OBJECTIVE. Arrange every line of the rows below as a Markdown table with two columns, Num for the line number and Content for the line itself, skipping blank lines.

— Begin RECORDED DATA —

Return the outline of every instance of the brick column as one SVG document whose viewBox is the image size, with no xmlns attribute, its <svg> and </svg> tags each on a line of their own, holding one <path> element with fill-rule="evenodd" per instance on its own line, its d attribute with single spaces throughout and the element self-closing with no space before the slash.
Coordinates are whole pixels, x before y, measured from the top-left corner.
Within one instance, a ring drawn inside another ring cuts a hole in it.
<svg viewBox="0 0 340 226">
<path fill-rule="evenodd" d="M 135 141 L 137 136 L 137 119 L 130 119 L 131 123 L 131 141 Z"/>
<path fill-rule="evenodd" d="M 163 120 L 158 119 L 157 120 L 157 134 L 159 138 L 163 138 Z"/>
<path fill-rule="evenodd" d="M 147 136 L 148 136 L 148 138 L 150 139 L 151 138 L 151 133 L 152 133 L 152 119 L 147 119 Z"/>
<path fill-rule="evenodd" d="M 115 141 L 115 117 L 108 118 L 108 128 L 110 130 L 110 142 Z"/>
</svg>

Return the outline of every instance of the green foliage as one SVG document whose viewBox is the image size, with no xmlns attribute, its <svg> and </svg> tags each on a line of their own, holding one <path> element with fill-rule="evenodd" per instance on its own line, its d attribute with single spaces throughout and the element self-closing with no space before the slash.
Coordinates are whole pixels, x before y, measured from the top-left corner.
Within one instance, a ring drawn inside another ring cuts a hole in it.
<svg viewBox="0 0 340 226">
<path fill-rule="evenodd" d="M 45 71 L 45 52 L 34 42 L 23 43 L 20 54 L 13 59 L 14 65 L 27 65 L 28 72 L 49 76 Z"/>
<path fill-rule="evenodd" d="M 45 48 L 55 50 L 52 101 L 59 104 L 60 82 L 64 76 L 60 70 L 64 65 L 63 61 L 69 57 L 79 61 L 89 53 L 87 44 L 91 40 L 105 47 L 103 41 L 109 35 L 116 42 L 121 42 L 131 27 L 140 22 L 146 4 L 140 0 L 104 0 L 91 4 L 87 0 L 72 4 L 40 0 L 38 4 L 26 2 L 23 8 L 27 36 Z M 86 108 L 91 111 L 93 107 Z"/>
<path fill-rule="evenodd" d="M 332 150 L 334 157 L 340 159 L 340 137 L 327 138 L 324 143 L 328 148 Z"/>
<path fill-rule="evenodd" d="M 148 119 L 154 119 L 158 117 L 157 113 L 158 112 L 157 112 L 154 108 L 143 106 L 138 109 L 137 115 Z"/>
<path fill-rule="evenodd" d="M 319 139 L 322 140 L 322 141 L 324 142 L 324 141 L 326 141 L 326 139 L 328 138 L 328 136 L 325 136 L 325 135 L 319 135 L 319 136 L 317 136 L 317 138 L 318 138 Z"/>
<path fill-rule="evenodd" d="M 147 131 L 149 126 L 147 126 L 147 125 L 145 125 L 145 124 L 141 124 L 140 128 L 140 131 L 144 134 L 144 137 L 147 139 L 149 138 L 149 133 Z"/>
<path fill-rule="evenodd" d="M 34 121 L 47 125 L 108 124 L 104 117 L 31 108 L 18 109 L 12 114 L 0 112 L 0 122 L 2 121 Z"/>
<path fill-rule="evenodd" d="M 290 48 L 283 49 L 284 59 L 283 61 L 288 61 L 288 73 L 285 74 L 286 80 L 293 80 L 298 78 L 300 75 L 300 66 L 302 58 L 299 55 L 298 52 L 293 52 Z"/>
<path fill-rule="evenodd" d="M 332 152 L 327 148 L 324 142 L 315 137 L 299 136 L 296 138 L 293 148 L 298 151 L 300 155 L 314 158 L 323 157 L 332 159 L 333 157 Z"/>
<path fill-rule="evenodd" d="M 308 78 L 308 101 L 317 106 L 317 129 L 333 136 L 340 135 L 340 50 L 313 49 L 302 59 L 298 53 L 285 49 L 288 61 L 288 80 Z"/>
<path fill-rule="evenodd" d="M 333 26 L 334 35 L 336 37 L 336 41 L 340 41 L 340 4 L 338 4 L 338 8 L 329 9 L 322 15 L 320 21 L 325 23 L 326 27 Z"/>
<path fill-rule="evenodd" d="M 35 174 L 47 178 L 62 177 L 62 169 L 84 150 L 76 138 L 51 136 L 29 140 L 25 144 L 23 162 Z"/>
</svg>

— End RECORDED DATA —

EXPECTED OUTPUT.
| Num | Content |
|---|---|
| 1 | Return the outline of every instance of the brick column as one SVG document whose viewBox is the image size, with no xmlns attribute, its <svg> and </svg> tags each on a line of their own, holding one <path> element with fill-rule="evenodd" per instance on its own line, its d attribute with single spaces throughout and the element self-closing with no space before the slash. |
| 2 | Coordinates are whole pixels, x before y, measured from the top-left corner. |
| 3 | Within one instance, a ring drawn inside another ring cuts a hole in it. |
| 4 | <svg viewBox="0 0 340 226"> |
| 5 | <path fill-rule="evenodd" d="M 135 141 L 137 136 L 137 119 L 130 119 L 131 123 L 131 141 Z"/> |
| 6 | <path fill-rule="evenodd" d="M 163 120 L 158 119 L 157 120 L 157 134 L 159 138 L 163 138 Z"/> |
| 7 | <path fill-rule="evenodd" d="M 147 136 L 148 136 L 148 138 L 150 139 L 151 138 L 151 133 L 152 133 L 152 119 L 147 119 Z"/> |
| 8 | <path fill-rule="evenodd" d="M 115 141 L 115 117 L 108 118 L 108 128 L 110 130 L 110 142 Z"/> |
| 9 | </svg> |
| 10 | Return the outline of every instance of the green foliage as one SVG document whose viewBox is the image size, with no xmlns attribute, its <svg> and </svg> tags each on a line of their own, holding one <path> element with fill-rule="evenodd" per instance on its own line, its d attribute with single spaces throughout and the element self-closing with no space before the slash. |
| 11 | Coordinates are whole pixels, x before y, measured from the top-left corner. |
| 12 | Within one instance, a ring drawn inside another ring cuts a hole in it. |
| 13 | <svg viewBox="0 0 340 226"> |
| 14 | <path fill-rule="evenodd" d="M 45 71 L 45 52 L 34 42 L 23 43 L 20 54 L 13 59 L 14 65 L 27 65 L 28 72 L 49 76 Z"/> |
| 15 | <path fill-rule="evenodd" d="M 45 48 L 55 50 L 52 101 L 59 104 L 60 82 L 64 76 L 60 70 L 64 65 L 63 61 L 69 57 L 79 61 L 89 53 L 87 44 L 91 40 L 105 47 L 103 41 L 109 35 L 116 42 L 121 42 L 131 27 L 140 22 L 146 4 L 140 0 L 104 0 L 91 4 L 87 0 L 72 4 L 40 0 L 38 4 L 26 2 L 23 8 L 27 36 Z M 86 108 L 91 111 L 93 107 Z"/> |
| 16 | <path fill-rule="evenodd" d="M 332 150 L 334 157 L 340 159 L 340 137 L 327 138 L 324 143 L 328 148 Z"/> |
| 17 | <path fill-rule="evenodd" d="M 148 119 L 154 119 L 158 117 L 157 113 L 158 112 L 157 112 L 154 108 L 143 106 L 138 109 L 137 115 Z"/> |
| 18 | <path fill-rule="evenodd" d="M 319 139 L 322 140 L 322 141 L 324 142 L 324 141 L 326 141 L 326 139 L 328 138 L 328 136 L 325 136 L 325 135 L 319 135 L 319 136 L 317 136 L 317 138 L 318 138 Z"/> |
| 19 | <path fill-rule="evenodd" d="M 147 131 L 149 126 L 147 126 L 147 125 L 145 125 L 145 124 L 141 124 L 140 128 L 140 131 L 144 134 L 144 137 L 147 139 L 149 138 L 149 133 Z"/> |
| 20 | <path fill-rule="evenodd" d="M 34 121 L 47 125 L 108 124 L 104 117 L 31 108 L 18 109 L 12 114 L 0 112 L 0 122 L 2 121 Z"/> |
| 21 | <path fill-rule="evenodd" d="M 290 48 L 283 49 L 284 59 L 283 61 L 288 61 L 288 73 L 285 74 L 286 80 L 293 80 L 298 78 L 300 75 L 300 66 L 302 58 L 299 55 L 298 52 L 293 52 Z"/> |
| 22 | <path fill-rule="evenodd" d="M 332 152 L 327 148 L 324 142 L 315 137 L 299 136 L 296 138 L 293 148 L 298 151 L 300 155 L 314 158 L 323 157 L 332 159 L 333 157 Z"/> |
| 23 | <path fill-rule="evenodd" d="M 308 78 L 308 101 L 317 106 L 317 129 L 333 136 L 340 135 L 340 50 L 313 49 L 302 59 L 298 53 L 285 49 L 288 61 L 288 80 Z"/> |
| 24 | <path fill-rule="evenodd" d="M 333 26 L 334 35 L 336 37 L 336 41 L 340 41 L 340 4 L 338 4 L 338 8 L 329 9 L 322 15 L 320 21 L 325 23 L 326 27 Z"/> |
| 25 | <path fill-rule="evenodd" d="M 35 174 L 47 178 L 62 177 L 62 169 L 84 150 L 76 138 L 51 136 L 29 140 L 25 144 L 23 162 Z"/> |
| 26 | </svg> |